■ **WHAT TO DO**:
Go through the material below and count the lines with the string "brown"; the number is the whole answer.
+++ PROVIDED RECORDS
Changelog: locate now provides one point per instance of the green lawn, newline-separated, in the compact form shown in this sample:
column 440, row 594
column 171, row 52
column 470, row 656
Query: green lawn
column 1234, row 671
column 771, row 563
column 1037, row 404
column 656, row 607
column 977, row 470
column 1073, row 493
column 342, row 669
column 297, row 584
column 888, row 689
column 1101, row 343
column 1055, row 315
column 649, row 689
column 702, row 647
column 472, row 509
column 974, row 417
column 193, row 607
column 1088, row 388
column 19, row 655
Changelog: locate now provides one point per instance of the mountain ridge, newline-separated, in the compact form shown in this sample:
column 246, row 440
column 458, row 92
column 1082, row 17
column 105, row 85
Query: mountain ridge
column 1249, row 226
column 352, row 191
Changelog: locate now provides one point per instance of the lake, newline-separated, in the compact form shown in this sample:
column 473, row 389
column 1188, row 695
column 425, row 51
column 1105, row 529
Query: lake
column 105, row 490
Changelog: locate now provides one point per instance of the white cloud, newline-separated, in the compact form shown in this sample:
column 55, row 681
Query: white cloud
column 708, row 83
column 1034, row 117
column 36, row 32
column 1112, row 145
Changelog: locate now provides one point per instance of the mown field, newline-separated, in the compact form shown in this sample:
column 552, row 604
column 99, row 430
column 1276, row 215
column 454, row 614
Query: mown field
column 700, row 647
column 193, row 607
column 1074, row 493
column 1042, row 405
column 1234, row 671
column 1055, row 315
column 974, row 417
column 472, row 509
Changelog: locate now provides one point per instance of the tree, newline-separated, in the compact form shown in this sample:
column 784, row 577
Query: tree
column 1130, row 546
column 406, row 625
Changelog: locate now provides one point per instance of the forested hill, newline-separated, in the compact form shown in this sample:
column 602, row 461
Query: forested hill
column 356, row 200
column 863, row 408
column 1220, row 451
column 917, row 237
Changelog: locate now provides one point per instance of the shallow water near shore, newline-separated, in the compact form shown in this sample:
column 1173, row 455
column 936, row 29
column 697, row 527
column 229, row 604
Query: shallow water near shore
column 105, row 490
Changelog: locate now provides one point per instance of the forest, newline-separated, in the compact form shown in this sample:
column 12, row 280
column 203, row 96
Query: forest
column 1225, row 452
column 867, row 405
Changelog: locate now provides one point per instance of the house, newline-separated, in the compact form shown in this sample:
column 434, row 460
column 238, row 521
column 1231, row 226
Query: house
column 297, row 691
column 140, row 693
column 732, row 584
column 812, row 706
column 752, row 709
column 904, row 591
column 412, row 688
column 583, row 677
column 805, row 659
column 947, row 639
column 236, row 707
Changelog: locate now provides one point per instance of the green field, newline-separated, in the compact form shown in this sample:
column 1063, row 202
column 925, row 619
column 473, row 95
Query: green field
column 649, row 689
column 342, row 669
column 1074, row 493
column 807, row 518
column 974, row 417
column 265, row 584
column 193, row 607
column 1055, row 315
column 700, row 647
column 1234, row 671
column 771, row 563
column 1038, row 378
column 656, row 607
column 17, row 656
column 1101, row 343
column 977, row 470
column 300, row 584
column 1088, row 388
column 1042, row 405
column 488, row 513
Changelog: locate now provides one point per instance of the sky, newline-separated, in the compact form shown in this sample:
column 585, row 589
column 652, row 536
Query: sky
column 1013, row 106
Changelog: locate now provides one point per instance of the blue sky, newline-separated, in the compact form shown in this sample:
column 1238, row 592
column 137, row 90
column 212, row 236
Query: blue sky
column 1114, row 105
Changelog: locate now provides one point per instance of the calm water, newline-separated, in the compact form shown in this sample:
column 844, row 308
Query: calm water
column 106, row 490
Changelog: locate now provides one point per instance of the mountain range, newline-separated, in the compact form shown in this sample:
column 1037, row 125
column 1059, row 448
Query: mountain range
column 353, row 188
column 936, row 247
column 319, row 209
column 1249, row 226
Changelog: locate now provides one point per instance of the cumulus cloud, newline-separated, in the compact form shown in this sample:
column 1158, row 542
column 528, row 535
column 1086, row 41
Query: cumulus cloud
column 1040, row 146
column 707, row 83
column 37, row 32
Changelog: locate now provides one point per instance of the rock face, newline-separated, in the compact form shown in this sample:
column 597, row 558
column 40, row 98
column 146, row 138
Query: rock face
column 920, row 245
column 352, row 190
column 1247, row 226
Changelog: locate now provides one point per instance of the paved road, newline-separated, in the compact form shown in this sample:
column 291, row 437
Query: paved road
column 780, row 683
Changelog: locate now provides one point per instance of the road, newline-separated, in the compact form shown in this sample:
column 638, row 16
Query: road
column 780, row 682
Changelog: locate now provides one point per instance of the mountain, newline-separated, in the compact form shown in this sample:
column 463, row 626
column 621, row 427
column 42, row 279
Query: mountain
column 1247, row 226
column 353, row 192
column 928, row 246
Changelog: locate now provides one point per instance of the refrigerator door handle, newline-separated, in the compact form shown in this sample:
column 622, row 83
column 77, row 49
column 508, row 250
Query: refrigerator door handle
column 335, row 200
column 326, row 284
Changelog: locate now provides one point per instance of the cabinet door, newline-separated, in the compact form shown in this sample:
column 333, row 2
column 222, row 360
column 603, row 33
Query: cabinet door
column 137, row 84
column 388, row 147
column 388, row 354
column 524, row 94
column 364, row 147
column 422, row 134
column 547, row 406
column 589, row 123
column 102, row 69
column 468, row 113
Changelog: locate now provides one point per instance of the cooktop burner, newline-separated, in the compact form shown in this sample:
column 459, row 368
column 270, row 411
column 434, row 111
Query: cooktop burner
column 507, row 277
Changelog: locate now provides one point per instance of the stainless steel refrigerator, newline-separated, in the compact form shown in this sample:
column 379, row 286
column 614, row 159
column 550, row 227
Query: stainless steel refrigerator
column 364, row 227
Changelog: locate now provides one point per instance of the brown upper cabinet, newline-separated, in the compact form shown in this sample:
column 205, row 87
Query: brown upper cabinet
++++++
■ **RESULT OF THIS EXERCISE**:
2